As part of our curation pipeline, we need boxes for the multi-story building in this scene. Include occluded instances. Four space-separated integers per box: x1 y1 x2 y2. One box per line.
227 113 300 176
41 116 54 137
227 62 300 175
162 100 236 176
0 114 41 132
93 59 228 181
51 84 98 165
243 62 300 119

#### [WRITTEN EXERCISE]
Reproduce the whole listing above word for word, every line included.

#### [COMPLETE OUTPUT]
As part of our curation pipeline, we need boxes for the multi-story building in this scene. Include occluded instances. Four space-separated integers per box: x1 y1 x2 y2. One box per line.
227 113 300 176
41 116 54 137
227 62 300 175
162 100 236 176
0 114 41 132
93 59 228 181
51 84 98 165
243 62 300 119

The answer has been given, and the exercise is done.